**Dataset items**
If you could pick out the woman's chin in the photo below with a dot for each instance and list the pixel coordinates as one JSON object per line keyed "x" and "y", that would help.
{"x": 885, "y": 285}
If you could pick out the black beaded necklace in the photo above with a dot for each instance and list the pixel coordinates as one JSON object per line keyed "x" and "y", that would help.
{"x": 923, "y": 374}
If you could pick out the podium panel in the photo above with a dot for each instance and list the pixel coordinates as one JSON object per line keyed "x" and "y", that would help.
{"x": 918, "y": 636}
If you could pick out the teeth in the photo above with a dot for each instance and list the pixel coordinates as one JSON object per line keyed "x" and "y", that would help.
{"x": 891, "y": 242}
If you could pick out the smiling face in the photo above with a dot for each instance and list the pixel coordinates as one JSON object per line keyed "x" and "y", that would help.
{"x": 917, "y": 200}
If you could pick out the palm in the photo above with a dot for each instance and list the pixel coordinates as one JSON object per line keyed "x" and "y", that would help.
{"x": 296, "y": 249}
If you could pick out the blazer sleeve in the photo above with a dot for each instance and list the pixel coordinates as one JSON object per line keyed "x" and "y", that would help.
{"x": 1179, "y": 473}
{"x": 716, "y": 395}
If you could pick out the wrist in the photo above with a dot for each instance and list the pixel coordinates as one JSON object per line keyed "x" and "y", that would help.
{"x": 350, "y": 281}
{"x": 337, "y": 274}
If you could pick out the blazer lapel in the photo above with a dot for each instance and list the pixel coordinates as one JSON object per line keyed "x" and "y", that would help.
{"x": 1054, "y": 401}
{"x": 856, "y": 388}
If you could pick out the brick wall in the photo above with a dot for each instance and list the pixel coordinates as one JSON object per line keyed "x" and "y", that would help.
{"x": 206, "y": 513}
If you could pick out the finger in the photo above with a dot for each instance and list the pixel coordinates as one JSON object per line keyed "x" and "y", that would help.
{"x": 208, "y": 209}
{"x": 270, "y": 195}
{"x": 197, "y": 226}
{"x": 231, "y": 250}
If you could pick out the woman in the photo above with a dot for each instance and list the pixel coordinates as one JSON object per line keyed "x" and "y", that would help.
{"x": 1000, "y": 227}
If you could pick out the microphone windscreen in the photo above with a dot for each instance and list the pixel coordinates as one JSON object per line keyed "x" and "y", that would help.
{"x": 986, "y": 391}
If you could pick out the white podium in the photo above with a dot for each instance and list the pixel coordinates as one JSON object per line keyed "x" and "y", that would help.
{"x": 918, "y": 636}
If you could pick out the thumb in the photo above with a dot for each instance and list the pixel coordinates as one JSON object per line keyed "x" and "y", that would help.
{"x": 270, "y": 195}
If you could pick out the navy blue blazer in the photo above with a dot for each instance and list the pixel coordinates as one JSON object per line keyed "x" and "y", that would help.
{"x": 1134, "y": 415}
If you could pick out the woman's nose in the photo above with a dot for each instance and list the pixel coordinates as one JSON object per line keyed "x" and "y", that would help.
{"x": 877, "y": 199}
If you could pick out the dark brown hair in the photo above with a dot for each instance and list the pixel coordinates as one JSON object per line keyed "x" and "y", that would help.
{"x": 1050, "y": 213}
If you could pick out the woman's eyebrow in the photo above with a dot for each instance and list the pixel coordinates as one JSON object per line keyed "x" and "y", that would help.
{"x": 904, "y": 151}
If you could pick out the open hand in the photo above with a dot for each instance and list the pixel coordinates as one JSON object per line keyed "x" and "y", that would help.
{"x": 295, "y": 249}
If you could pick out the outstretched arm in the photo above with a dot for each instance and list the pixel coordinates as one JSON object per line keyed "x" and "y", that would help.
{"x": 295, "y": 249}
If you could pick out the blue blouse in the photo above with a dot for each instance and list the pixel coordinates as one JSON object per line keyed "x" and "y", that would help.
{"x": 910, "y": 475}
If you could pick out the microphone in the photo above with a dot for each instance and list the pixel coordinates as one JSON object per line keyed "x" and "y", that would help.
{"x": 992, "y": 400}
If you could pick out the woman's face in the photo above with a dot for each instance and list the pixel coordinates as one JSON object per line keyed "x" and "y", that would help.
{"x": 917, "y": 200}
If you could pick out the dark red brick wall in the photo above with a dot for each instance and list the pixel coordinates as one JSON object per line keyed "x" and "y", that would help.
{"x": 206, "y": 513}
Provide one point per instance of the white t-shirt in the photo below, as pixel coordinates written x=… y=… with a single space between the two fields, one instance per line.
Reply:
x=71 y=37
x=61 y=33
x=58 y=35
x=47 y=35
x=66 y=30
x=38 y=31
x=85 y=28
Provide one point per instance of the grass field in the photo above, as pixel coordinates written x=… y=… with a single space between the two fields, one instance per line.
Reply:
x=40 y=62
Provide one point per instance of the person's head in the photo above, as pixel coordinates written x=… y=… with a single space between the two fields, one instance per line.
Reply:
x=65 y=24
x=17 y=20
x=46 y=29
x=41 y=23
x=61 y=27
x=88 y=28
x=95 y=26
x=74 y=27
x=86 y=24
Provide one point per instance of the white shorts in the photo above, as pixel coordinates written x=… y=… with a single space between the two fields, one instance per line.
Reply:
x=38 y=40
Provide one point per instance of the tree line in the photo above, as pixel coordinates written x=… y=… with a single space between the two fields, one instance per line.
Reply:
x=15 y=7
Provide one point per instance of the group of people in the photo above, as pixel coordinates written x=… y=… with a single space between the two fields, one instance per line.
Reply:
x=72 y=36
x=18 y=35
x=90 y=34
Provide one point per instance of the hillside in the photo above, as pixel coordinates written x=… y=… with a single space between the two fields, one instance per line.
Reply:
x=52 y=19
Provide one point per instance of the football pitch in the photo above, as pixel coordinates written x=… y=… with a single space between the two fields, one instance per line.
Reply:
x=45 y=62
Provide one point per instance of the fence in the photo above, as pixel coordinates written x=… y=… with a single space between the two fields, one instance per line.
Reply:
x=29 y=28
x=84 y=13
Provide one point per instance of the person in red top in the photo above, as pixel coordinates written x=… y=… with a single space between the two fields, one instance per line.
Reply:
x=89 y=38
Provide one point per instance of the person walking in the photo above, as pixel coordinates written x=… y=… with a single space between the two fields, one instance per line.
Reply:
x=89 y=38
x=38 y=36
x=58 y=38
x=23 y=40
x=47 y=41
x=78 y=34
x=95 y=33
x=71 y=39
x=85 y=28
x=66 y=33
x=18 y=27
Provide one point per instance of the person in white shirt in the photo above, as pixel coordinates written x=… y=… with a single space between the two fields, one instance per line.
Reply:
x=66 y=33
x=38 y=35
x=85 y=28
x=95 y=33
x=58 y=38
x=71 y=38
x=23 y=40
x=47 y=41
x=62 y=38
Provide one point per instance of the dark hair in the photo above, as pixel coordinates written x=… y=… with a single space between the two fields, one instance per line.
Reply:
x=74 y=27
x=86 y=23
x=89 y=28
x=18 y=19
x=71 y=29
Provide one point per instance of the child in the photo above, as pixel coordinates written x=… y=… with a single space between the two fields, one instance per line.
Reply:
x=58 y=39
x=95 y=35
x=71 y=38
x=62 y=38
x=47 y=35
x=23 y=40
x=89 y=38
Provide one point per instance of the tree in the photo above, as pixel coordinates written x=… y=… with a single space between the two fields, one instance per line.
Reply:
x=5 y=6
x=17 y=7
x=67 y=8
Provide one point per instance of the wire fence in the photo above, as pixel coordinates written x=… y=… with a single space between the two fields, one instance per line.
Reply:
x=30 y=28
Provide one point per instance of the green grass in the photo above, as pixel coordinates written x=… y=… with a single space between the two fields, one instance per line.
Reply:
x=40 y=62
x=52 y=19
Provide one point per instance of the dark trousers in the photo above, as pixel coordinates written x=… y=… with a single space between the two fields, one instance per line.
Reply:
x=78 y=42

**The problem**
Write down only the closing run of lines: the one containing "Provide one point per instance of the dark hair" and every line after it to the end of the entries, exactly.

**Written answer**
Provide one point per instance of the dark hair in the photo above, as pixel coordinates written x=… y=… with a single space between the two fields, one instance per line.
Reply:
x=74 y=27
x=86 y=23
x=89 y=28
x=18 y=19
x=71 y=29
Provide one point per instance of the child in the photo above, as pixel coordinates written x=… y=… with a single space between the two fields, one instance per line.
Reply:
x=58 y=39
x=95 y=35
x=71 y=38
x=62 y=38
x=47 y=35
x=23 y=40
x=89 y=38
Provide one point per instance of the tree in the photo above, as pixel coordinates written x=… y=… with a single space between the two fields, one instance per line.
Reply:
x=5 y=6
x=17 y=7
x=67 y=8
Provide one point per instance of the wire fence in the photo above, as pixel coordinates written x=… y=… with a single space between the two fields, one instance per line.
Reply:
x=30 y=28
Provide one point per instance of the green grass in the photo above, as pixel coordinates written x=… y=… with a single space between the two fields, one instance per line.
Reply:
x=40 y=62
x=52 y=19
Provide one point per instance of the dark trousers in the photo above, as pixel coordinates written x=… y=… with a single space between the two fields, one instance per line.
Reply:
x=78 y=42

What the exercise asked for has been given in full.